== REQUIRED ACTION ==
The task calls for each record to be given again exactly.

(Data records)
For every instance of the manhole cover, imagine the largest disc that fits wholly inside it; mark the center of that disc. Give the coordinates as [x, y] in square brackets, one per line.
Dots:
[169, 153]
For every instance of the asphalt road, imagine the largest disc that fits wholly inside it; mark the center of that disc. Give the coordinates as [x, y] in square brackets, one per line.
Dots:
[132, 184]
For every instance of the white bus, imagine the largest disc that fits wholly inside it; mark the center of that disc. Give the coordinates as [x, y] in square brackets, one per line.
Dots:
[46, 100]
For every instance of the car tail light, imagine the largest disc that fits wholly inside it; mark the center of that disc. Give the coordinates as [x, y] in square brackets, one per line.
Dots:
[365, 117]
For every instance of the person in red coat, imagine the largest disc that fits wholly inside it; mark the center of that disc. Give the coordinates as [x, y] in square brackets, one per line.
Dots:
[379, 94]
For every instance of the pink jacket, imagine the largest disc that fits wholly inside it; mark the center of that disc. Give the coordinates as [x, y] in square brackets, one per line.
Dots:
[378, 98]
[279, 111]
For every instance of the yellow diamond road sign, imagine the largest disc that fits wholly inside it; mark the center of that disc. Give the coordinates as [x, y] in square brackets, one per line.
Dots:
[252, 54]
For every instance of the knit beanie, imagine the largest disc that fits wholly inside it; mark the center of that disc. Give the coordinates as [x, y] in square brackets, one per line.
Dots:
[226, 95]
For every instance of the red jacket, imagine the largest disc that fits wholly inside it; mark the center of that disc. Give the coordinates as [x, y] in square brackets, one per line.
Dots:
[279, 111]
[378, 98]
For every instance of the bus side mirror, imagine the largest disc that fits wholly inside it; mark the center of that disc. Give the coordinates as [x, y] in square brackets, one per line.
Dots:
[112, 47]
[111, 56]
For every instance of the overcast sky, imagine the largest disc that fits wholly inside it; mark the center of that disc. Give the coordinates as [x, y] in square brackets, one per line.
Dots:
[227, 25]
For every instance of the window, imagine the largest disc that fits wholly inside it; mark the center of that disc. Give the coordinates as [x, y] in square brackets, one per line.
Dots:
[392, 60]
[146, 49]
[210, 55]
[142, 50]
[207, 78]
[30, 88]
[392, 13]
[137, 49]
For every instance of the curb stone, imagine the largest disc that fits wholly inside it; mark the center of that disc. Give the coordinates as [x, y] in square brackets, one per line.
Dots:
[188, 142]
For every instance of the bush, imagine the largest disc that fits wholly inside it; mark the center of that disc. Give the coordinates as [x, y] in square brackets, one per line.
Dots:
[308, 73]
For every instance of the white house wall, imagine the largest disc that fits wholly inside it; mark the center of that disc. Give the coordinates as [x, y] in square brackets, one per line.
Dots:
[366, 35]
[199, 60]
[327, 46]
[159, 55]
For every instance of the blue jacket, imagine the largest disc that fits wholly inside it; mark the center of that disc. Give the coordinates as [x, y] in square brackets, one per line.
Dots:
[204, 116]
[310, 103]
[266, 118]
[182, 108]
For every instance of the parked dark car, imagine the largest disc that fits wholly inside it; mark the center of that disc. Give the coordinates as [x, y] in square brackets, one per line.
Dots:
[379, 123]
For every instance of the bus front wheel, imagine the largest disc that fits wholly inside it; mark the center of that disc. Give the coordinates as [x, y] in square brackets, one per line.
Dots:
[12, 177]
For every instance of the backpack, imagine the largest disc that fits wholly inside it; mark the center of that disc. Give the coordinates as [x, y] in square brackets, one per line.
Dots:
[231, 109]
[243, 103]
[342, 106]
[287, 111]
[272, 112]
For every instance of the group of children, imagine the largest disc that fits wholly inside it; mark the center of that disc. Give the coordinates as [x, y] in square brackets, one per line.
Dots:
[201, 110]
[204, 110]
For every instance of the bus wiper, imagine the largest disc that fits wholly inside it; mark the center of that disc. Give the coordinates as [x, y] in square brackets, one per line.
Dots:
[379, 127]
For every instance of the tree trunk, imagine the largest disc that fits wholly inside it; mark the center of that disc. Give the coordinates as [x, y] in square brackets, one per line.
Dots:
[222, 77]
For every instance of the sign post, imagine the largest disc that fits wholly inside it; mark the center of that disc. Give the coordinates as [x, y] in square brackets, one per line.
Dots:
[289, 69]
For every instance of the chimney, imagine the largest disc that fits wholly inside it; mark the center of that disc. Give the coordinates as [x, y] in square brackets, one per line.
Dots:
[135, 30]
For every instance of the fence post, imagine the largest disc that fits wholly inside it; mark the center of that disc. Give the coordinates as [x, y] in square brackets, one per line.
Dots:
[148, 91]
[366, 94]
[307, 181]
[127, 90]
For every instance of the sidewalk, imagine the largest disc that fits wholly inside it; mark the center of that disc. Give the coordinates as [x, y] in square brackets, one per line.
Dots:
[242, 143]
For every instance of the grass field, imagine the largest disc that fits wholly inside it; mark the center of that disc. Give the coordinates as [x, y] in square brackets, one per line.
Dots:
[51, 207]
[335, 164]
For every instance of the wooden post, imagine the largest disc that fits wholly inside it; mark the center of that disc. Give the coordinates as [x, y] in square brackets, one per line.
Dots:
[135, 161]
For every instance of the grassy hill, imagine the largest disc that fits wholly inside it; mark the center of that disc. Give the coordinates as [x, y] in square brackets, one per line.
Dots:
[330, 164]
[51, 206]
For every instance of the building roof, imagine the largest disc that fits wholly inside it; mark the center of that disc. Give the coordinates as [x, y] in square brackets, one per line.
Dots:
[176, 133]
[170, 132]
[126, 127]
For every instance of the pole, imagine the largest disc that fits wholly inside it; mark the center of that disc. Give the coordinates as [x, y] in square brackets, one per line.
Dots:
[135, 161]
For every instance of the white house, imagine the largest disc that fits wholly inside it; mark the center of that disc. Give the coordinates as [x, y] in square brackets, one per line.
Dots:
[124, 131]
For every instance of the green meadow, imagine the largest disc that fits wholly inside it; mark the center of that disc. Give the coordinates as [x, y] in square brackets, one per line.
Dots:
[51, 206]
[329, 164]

== SOLUTION TO THE PROBLEM ==
For every instance of the manhole cover, imagine the largest disc that fits wholly inside it; mark the center of that disc. Give the coordinates as [x, y] in square brackets, one per line.
Dots:
[169, 153]
For every instance of the asphalt road, imagine the largest disc that fits wholly inside it; mark the center of that disc. Give the coordinates as [x, y] in square brackets, one per line.
Dots:
[132, 184]
For every instance of the white bus, imagine the largest disc that fits wholly inside it; mark the center of that disc. Give the coordinates as [x, y] in square brackets, one per line.
Dots:
[46, 100]
For every instance of the car tail light, imagine the largest disc that fits wholly inside it; mark the center of that disc. Give the coordinates as [x, y] in square brackets, one per line.
Dots:
[365, 117]
For every instance of the person in red coat, imagine the largest disc that fits wholly inside it; mark the center of that disc. Give the coordinates as [x, y] in square brackets, one per line.
Dots:
[379, 94]
For every instance of the pink jacket, imagine the largest disc that fits wholly inside it; mark the center of that disc. Give the coordinates as [x, y] in square brackets, one per line.
Dots:
[378, 98]
[279, 111]
For every instance of the yellow diamond road sign, imagine the largest disc that fits wholly inside it; mark the center of that disc. Give the coordinates as [x, y] in square brackets, one per line.
Dots:
[252, 54]
For every instance of the knit beanie, imagine the largest disc that fits wholly inside it; mark the center of that disc. Give the coordinates as [x, y] in square brackets, one per line.
Dots:
[226, 95]
For every instance of the red jacket, imagine the largest disc that fits wholly inside it; mark the center of that disc. Give the coordinates as [x, y] in square brackets, one per line.
Dots:
[279, 111]
[378, 98]
For every instance of the bus side mirror, imagine the largest disc that fits wholly inside it; mark the center of that disc. Give the coordinates as [x, y] in square brackets, one per line.
Dots:
[112, 47]
[111, 56]
For every instance of the overcast sky, imagine the largest disc that fits wholly inside it; mark the center of that disc. Give the coordinates as [x, y] in square brackets, one per line.
Dots:
[227, 25]
For every instance of the window, imagine the largest disc that fits wholly inside it; mark the center of that disc. Give the coordinates as [x, y] in square brackets, one per line.
Dots:
[392, 60]
[146, 49]
[210, 55]
[142, 50]
[207, 78]
[30, 88]
[392, 13]
[137, 49]
For every instance of the curb stone, imagine the largest disc that fits wholly inside it; mark the center of that disc. Give the coordinates as [x, y] in square brackets, one per line.
Dots:
[188, 142]
For every instance of the bush, imagine the largest disc that fits wholly inside it; mark the center of that disc. Give the coordinates as [x, y] in square brackets, one per line.
Dots:
[308, 73]
For every instance of the white house wall, imagine the largest disc that fits wholly inside it; mark the center of that disc. Give the coordinates as [x, y] in square brackets, one per line.
Dots:
[366, 35]
[199, 60]
[327, 46]
[159, 55]
For every instance of the blue jacket, imagine the largest disc that fits wholly inside it; mark the center of that disc. Give the coordinates as [x, y] in square brackets, one per line.
Dots:
[204, 116]
[310, 103]
[266, 118]
[182, 108]
For every instance of the parked dark car, imagine the largest disc that fits wholly inside it; mark the center of that disc. Give the coordinates as [x, y] in square brackets, one per line.
Dots:
[379, 123]
For every instance of the bus front wheel, imagine the largest disc that fits wholly inside it; mark the center of that disc. Give the coordinates as [x, y] in square brackets, one per line.
Dots:
[12, 177]
For every instance of the backpack, imagine the largest disc that fits wholly inside it; mark the center of that disc. Give the coordinates as [x, y] in square brackets, one per line.
Dots:
[231, 109]
[243, 103]
[342, 106]
[287, 111]
[272, 112]
For every instance of the group of children, imagine the largest disc that fits wholly inside it; mark the center of that disc. Give the coordinates as [x, y] in square brackets, one per line.
Dots:
[201, 110]
[204, 110]
For every instance of the bus wiper, imagine the largest disc that fits wholly inside it; mark the center of that disc. Give the coordinates as [x, y] in square brackets, one per line.
Dots:
[379, 127]
For every instance of the tree trunk, imagine the largest disc that fits wholly inside it; mark the center of that disc. Give the coordinates as [x, y] in square brackets, one per line.
Dots:
[222, 77]
For every instance of the sign post, imagine the largest disc that fits wholly inside it; mark the center of that disc. Give the coordinates as [x, y] in square brackets, one per line.
Dots:
[289, 69]
For every instance of the chimney, imagine the largest disc that fits wholly inside it; mark the center of that disc. Give the coordinates as [x, y] in square brackets, one per line.
Dots:
[135, 30]
For every instance of the fence post, imagine the largest disc that fits wholly inside it; mark the center of that disc. Give the coordinates as [x, y] in square brackets, one per line.
Dots:
[148, 91]
[366, 94]
[307, 181]
[127, 90]
For every instance of the sidewalk, imagine the largest disc that fits wholly inside it; mark the center of that disc. Give the coordinates as [x, y] in square brackets, one per line.
Dots:
[242, 143]
For every instance of the grass field, imagine the largest disc that fits wholly inside it; mark the center of that disc. Give the coordinates as [x, y] in square brackets, one per line.
Dots:
[51, 207]
[335, 164]
For every instance of the wooden post, imagine the largest disc that fits wholly inside it; mark the center of that disc. Give the coordinates as [x, y] in square brackets, one per line.
Dots:
[135, 161]
For every instance of the grassy hill, imagine the largest disc that fits wholly inside it; mark the center of that disc. Give the coordinates as [x, y] in square brackets, one per line.
Dots:
[330, 164]
[51, 206]
For every instance of the building roof, imagine the largest disc that fits wholly inside it; mark the center of that disc. Give the coordinates as [x, y] in square brackets, one per line.
Dots:
[176, 133]
[170, 132]
[126, 127]
For every instance of the pole, imagine the largest disc that fits wholly inside it; mark the center of that disc. Give the coordinates as [x, y] in square brackets, one per line.
Dots:
[135, 161]
For every instance of the white house, imagine the largest disc that fits wholly inside it; mark the center of that disc. Give the coordinates as [x, y] in square brackets, one per line.
Dots:
[124, 131]
For every instance of the green meadow, imagine the largest disc that fits wholly inside it; mark the center of that disc. Give the coordinates as [x, y] in square brackets, one per line.
Dots:
[51, 206]
[329, 164]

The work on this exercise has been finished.